**Do this**
Reproduce the entries below, changing "gold spire" to "golden spire" and leaving every other word as it stands.

**Data supplied**
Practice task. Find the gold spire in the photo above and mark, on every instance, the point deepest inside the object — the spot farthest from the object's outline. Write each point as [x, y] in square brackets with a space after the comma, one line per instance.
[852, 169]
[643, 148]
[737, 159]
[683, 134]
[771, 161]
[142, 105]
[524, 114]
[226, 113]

**Exercise response**
Practice task. Find the golden spire in the photo above and mark, on every instance, the point deepest inside the object — the spot farthest from the object's outline. Write each point as [x, y] in square brackets with a space after the comma, one line per instance.
[852, 169]
[643, 148]
[737, 159]
[683, 134]
[771, 161]
[142, 105]
[524, 114]
[226, 113]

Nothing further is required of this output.